Using the information:
(1) In the blog post, in which city does the writer watch a group of people wait for a bus?
(2) Set down the part of the blog post starting with "The painting splits" and going on through "anyone can give.".
(3) List the verbs that follow "I" in the blog post's sentence beginning "For ease of thinking".

Friday, May 7, 2010
Help. Familiar Angels. The First Part.
Untitled, Angels; Brian Kershisnik
deposition, n. [OFr. deposition; LL. depositio, a laying or putting down, from L. depositus, pp. of deponere, to lay or put down.]
Webster's Twentieth Century Dictionary Unabridged
The Son of Man hath descended below them all.
Art thou greater than he?
D&C 122: 8
The painter is working on a large canvas. It consumes and absorbs him. He works on other things, too, he always does, but this large painting is the core, the nut, the meat, of where his thought and intent are right now.
Descent from the Cross
I'm thinking and thinking, these last days and weeks, about help. Given and received. How we ask for it, or ask to give it, why we sometimes refuse, whether we would know it, for sure for sure, if we fell over it.
Into it.
For ease of thinking I debate, decide, divine, and divide help into two types.
The painting splits between two crowds, one on our earth's ground and one in its air, which hinge at a central dead and bloody body, awkwardly reclining, extended, by the efforts of the crowd on the ground who are lifting it up from below so that the legs swing forward and the whole thing, the whole composition, folds, creases, at the hands still nailed to a cross. Everybody, in the air and on the ground, looks to be holding their breath, being as careful as they know how to be. Dissolving into sorrow or stepping forward to work, to the task. Still, it doesn't look good. It looks like it's just as well he was dead for this part.
From my memories I tease out one sort of help that anyone can give.
And would.
In Manhattan, across the street and kitty corner from us, a group of people wait for a bus, among them a man in a wheelchair. My focus, my gaze, will be on these events only because I'm interested in the building behind the people. Bus pulling toward the corner; as it does the wheelchair also pulls out of the crowd and turns toward the bus. Getting in position? Going on the bus first? I don't know enough of buses or wheelchairs to properly understand what I see but in less than an instant, quicker than I can organize the frames of this little movie I'm watching, the chair stumbles, sort of staggers, maybe the wheel goes off the curb, and the chair tips, falls into the path of the bus still moving forward, still heading to stop on top of a man suddenly separate from his wheelchair, suddenly lying in the street.

Extracted entries:
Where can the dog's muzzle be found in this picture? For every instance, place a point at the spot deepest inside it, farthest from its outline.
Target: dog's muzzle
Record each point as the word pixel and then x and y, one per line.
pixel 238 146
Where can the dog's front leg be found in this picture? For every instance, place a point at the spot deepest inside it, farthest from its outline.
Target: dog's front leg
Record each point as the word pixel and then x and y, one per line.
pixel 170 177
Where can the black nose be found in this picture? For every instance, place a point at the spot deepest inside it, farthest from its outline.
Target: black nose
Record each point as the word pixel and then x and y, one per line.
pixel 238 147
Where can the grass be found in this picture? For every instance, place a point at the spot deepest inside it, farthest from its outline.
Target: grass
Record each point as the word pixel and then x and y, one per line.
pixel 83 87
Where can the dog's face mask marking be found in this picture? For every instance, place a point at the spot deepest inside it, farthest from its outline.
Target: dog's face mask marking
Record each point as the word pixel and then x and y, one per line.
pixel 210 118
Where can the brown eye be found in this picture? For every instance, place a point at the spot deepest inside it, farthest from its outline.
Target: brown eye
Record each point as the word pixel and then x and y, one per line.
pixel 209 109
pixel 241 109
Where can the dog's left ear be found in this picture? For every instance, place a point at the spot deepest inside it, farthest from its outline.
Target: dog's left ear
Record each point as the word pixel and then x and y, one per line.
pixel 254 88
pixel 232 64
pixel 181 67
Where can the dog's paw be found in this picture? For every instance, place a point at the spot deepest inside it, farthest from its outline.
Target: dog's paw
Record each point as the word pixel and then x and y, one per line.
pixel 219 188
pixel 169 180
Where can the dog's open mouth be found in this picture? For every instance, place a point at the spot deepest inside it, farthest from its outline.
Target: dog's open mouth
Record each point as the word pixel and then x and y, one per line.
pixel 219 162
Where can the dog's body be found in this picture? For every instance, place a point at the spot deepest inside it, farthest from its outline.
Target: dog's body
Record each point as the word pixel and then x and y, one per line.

Task answers:
(1) Manhattan

(2)
The painting splits between two crowds, one on our earth's ground and one in its air, which hinge at a central dead and bloody body, awkwardly reclining, extended, by the efforts of the crowd on the ground who are lifting it up from below so that the legs swing forward and the whole thing, the whole composition, folds, creases, at the hands still nailed to a cross. Everybody, in the air and on the ground, looks to be holding their breath, being as careful as they know how to be. Dissolving into sorrow or stepping forward to work, to the task. Still, it doesn't look good. It looks like it's just as well he was dead for this part.
From my memories I tease out one sort of help that anyone can give.

(3) debate, decide, divine, divide